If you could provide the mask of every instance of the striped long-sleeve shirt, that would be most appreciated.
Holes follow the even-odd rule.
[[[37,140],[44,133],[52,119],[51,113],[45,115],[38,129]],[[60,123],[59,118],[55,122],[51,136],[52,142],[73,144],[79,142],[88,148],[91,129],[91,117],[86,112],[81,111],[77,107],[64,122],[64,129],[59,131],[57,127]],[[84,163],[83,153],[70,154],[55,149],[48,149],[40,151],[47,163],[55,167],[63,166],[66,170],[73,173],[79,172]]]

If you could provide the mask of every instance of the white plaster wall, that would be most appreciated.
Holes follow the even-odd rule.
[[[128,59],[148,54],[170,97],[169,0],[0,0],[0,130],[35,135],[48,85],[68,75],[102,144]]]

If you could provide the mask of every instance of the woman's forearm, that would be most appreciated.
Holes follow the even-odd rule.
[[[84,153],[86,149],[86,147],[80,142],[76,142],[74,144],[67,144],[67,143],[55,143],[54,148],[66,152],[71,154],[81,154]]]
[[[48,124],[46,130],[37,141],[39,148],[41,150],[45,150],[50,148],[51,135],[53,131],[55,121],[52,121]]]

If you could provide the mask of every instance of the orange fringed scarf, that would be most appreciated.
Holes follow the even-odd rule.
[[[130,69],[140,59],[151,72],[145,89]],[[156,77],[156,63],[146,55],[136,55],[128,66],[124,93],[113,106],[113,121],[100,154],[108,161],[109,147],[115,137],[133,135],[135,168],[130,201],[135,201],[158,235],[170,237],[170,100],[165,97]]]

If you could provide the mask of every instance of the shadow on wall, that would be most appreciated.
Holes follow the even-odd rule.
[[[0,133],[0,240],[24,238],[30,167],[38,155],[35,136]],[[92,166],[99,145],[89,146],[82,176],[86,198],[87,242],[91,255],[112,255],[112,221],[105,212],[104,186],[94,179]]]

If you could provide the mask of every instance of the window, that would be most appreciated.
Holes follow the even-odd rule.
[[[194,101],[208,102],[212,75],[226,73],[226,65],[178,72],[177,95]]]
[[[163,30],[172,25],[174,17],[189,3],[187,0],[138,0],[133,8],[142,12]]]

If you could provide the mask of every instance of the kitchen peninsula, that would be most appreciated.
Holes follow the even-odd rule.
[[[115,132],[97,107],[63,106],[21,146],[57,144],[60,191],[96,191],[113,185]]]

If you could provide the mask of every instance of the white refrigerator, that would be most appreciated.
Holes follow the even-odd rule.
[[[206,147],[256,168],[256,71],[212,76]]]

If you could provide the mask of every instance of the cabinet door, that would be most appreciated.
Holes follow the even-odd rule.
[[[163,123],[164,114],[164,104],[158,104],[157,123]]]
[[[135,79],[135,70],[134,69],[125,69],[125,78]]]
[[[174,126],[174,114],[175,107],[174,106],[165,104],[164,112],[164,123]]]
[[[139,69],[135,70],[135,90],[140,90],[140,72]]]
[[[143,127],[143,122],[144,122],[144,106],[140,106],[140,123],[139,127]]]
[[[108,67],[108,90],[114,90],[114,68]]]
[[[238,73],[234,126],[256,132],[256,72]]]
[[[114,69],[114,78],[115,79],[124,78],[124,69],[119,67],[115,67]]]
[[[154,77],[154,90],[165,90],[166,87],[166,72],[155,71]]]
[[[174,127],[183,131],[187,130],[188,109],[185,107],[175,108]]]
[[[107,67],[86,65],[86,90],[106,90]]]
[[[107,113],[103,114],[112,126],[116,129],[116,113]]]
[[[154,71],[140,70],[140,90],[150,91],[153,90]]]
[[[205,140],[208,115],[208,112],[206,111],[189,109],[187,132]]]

● ● ● ● ●

[Objective]
Rewrite every line of the records above as a single numbered list, dropping the blank lines.

[Complete response]
1. If you could provide the mask of every instance of the striped long-sleeve shirt, that would be most appreciated.
2. Holes follow the even-odd rule.
3. [[[37,140],[44,133],[52,119],[51,113],[45,115],[38,129]],[[60,123],[59,118],[55,122],[51,136],[52,142],[73,144],[79,142],[88,148],[91,129],[91,117],[86,112],[81,111],[77,107],[64,122],[64,129],[59,131],[57,127]],[[84,163],[83,153],[70,154],[55,149],[48,149],[40,151],[47,163],[55,167],[63,166],[66,170],[73,173],[79,172]]]
4. If you could provide the mask of every instance of the white plaster wall, that would be most appreciated.
5. Holes follow the even-odd rule.
6. [[[128,59],[148,54],[170,97],[169,0],[0,0],[0,130],[35,135],[48,85],[68,75],[102,144]]]
7. If you could provide the mask of every instance of the woman's forearm, that would be most appreciated.
8. Holes follow the even-odd rule.
9. [[[84,153],[86,149],[86,147],[80,142],[76,142],[74,144],[67,144],[67,143],[55,143],[54,148],[66,152],[71,154],[81,154]]]
10. [[[48,124],[46,130],[37,141],[39,148],[41,150],[45,150],[50,148],[51,135],[53,131],[55,121],[52,121]]]
11. If you could provide the mask of every instance of the orange fringed scarf, that would be most appreciated.
12. Holes follow the even-odd rule.
13. [[[130,69],[140,59],[151,72],[145,89]],[[156,77],[156,63],[146,55],[136,55],[128,66],[124,93],[113,106],[113,121],[100,154],[108,161],[109,147],[115,137],[133,135],[135,168],[130,201],[135,201],[158,235],[170,237],[170,100],[165,97]]]
14. If you could provide the mask of every instance of the shadow on wall, that would be most appreciated.
15. Holes follow the even-odd rule.
16. [[[0,133],[0,240],[24,238],[30,167],[38,155],[35,136]],[[92,166],[99,145],[89,146],[82,176],[86,198],[87,242],[91,255],[112,255],[112,221],[105,212],[104,186],[94,179]]]
17. If you could provide the mask of every instance of the window, that would be most appreciated.
18. Holes follow the even-odd rule.
19. [[[194,101],[208,102],[212,75],[226,73],[226,65],[178,72],[177,95]]]
20. [[[163,30],[172,25],[174,17],[189,3],[187,0],[138,0],[133,8],[142,12]]]
21. If you could provide the mask of every instance of the kitchen peninsula, that would be most appreciated.
22. Holes follow the even-odd rule.
23. [[[115,132],[97,107],[63,106],[21,146],[57,144],[60,191],[96,191],[113,185]]]
24. If you could provide the mask of every instance of the white refrigerator, that would be most appreciated.
25. Holes follow the even-odd rule.
26. [[[206,147],[256,168],[256,71],[212,76]]]
27. If you could provide the mask of every instance of the cabinet door, that would be most appreciated.
28. Holes follow the even-odd rule.
29. [[[163,123],[164,114],[164,104],[158,104],[157,123]]]
30. [[[135,79],[135,70],[134,69],[125,69],[125,78]]]
31. [[[174,126],[174,114],[175,107],[174,106],[165,104],[164,112],[164,123]]]
32. [[[139,69],[135,70],[135,90],[140,90],[140,72]]]
33. [[[143,127],[143,122],[144,122],[144,106],[140,106],[140,123],[139,127]]]
34. [[[108,67],[108,90],[114,90],[114,68]]]
35. [[[238,73],[234,126],[256,132],[256,72]]]
36. [[[114,69],[114,78],[115,79],[124,78],[124,69],[119,67],[115,67]]]
37. [[[154,77],[154,90],[165,90],[166,87],[166,72],[155,71]]]
38. [[[174,127],[183,131],[187,130],[188,109],[185,107],[175,108]]]
39. [[[107,67],[86,65],[86,90],[106,90]]]
40. [[[107,113],[103,114],[112,126],[116,129],[116,113]]]
41. [[[154,71],[140,70],[140,90],[150,91],[153,90]]]
42. [[[205,140],[208,115],[208,112],[206,111],[189,109],[187,132]]]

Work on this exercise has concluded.